* [MATERIAL FOR THIS EXERCISE]:
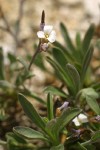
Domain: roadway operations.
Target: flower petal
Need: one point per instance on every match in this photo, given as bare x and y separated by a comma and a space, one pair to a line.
47, 29
40, 34
83, 118
52, 37
76, 121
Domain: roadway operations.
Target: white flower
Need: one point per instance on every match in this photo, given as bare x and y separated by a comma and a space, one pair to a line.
44, 46
81, 118
47, 33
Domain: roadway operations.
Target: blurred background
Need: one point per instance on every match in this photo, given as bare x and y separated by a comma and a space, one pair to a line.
19, 23
76, 14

* [PROBLEM REQUIREMENTS]: Word for word, write out each line of the records, but leave the pictures behind.

* [SOLUTION FOR THIS TASK]:
Domain: roadway operations.
Target: flower petal
Need: one point per instance on every match in this photo, given as bare x and y separated by a comma and a space, one pair to a line.
47, 29
40, 34
83, 118
52, 37
76, 121
Domain: roadway operations.
Target: white flower
Need: one point per instance on every match in this photo, given as bare x and y separated by a comma and a space, one pair to a line.
44, 46
81, 118
47, 33
Domain: roadway operations.
Target: blurred background
Need: one point per instance on every match in this photo, given as bare x and y separated by a comma and a space, one pair to a line.
19, 23
76, 14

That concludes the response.